(WHAT YOU WILL DO): Repeat the lines below word for word, leaving out the pictures.

** start DATASET ENTRIES **

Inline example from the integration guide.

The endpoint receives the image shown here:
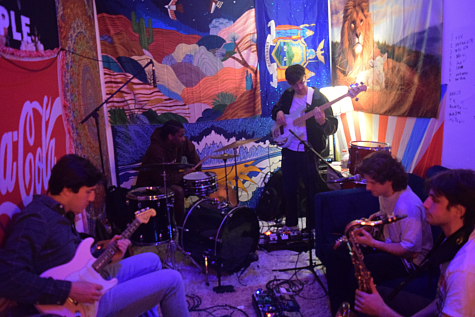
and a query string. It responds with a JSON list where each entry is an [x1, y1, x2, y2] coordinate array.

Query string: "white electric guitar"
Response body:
[[35, 208, 156, 317], [271, 84, 367, 148]]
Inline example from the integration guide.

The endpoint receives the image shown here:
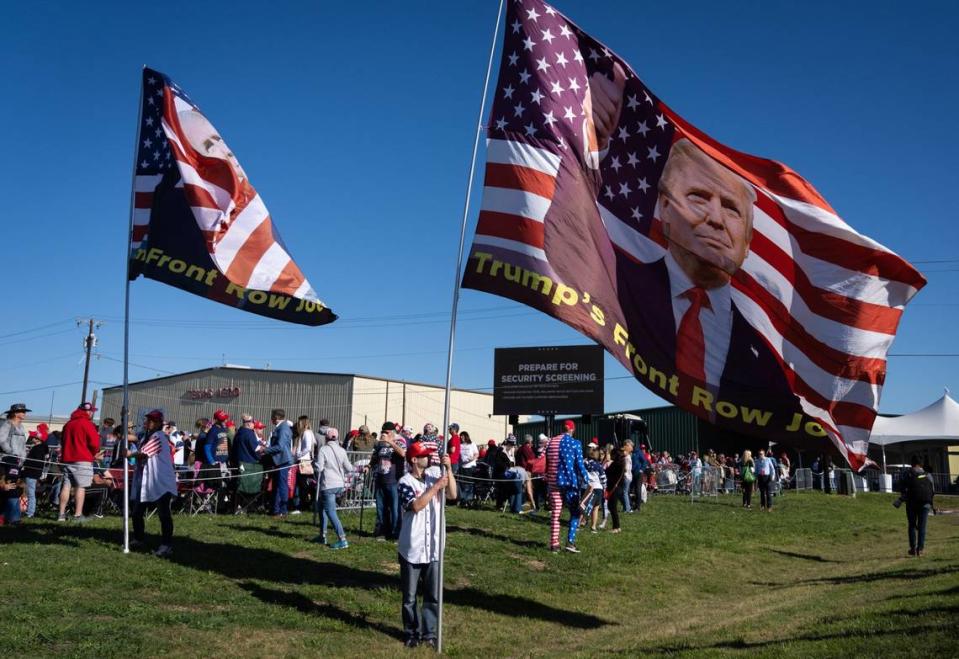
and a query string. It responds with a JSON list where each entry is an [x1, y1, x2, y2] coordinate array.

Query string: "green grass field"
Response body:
[[0, 492, 959, 657]]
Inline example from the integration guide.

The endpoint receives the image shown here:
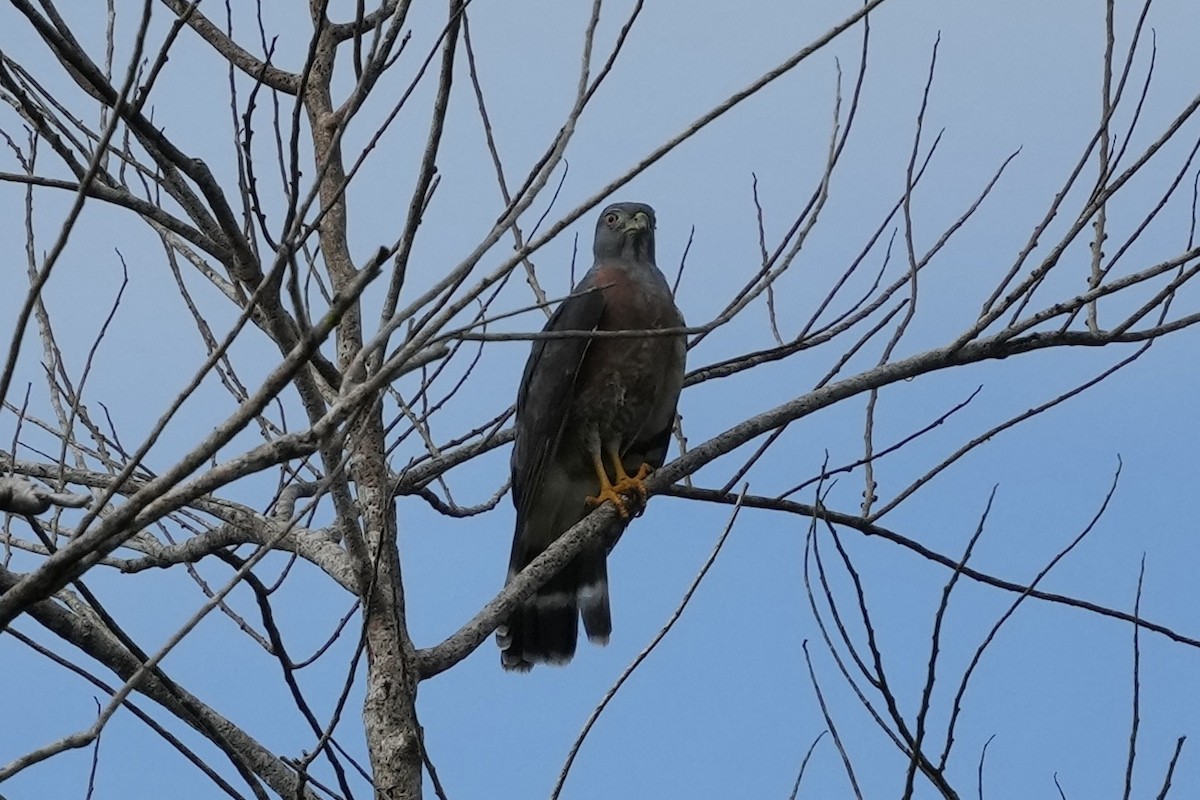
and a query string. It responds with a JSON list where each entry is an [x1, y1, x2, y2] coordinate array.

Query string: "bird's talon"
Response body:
[[587, 486, 629, 519]]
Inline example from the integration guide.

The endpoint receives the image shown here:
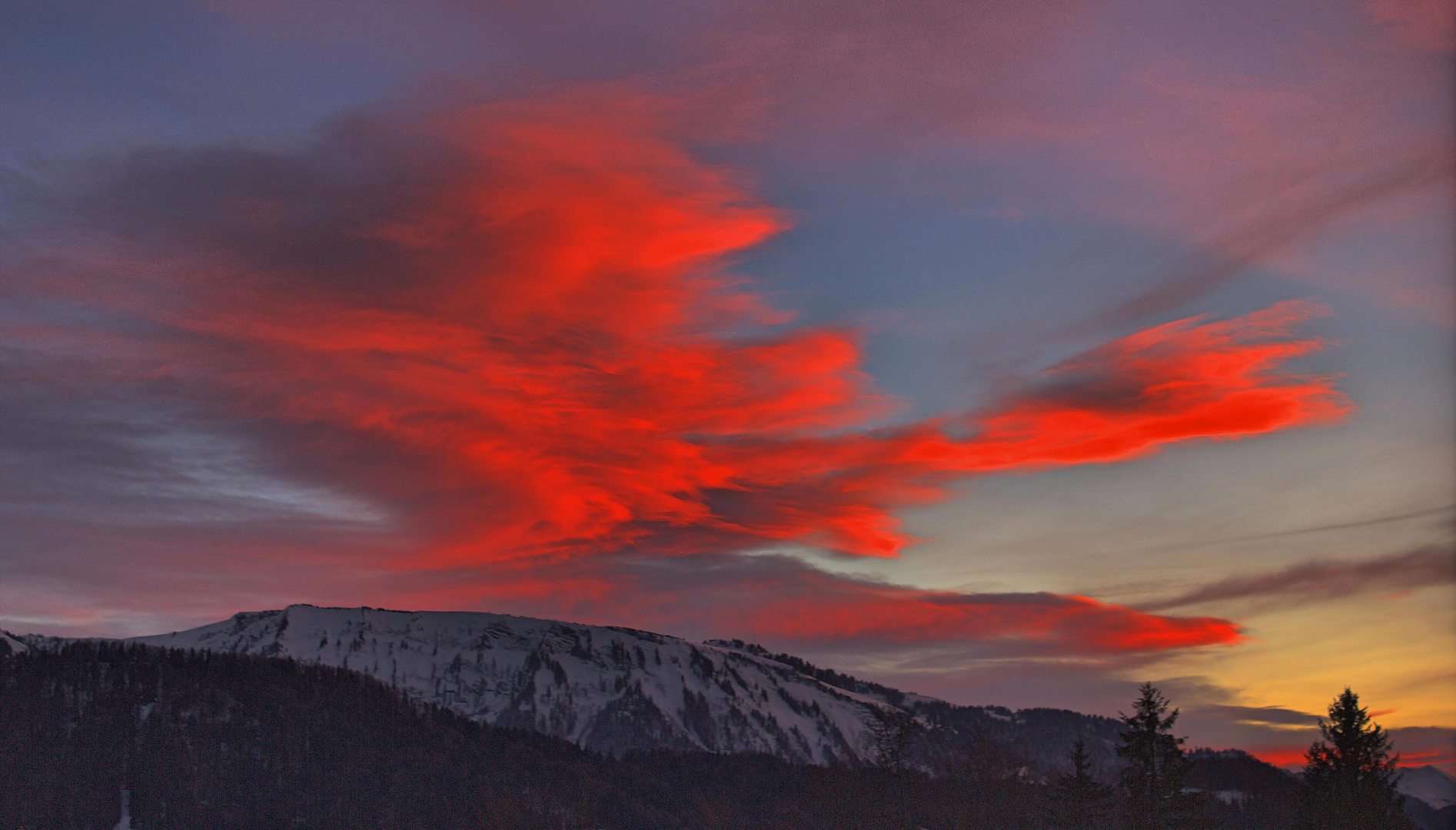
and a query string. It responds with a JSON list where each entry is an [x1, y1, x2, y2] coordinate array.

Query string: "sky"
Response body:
[[0, 0, 1456, 770]]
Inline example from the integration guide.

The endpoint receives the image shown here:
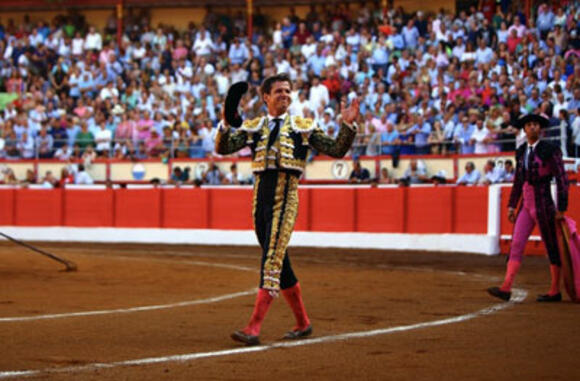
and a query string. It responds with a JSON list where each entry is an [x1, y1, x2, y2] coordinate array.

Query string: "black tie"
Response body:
[[527, 147, 536, 174], [268, 118, 282, 149]]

** end DATASET ENTRIES **

(TASK RESPONSE):
Inline example from the integration guide.

The endpoint receives the image shown here:
and a query string. It responds with a JSON list where each entry is an [x1, y1, x2, y2] coordinate array.

Query string: "white electric guitar"
Response body:
[[35, 208, 156, 317], [271, 84, 367, 148]]
Inline example from the integration guide.

The endpoint receives the image shown here:
and a query string. It responds with a JSON list where each entry is an [x1, y1, x2, y2] coordinate array.

Query string: "green grass field"
Response body:
[[0, 492, 959, 657]]
Inline example from the integration guide.

The endpoint receives the image shown here:
and a query string. It responds with a JSON list where each entry is an [x1, y1, x2, y2] coordinate array.

Query string: "bird's talon"
Response body:
[[587, 486, 629, 519]]
Inline example from the integration guide.

The endpoint receives the image shown here:
and a query string. It responds with a JSON list where each entry is an [x1, y1, x2, y2] coordinate array.

Query string: "sky"
Response body:
[[0, 0, 1456, 770]]
Inline example from the integration guide.

The endpoint receives the image shown here:
and a query string. It responds with a JSON list where each entry is an [x1, y1, x2, y2] coordinate array.

Query string: "black tie"
Response body:
[[527, 147, 536, 174], [268, 118, 282, 149]]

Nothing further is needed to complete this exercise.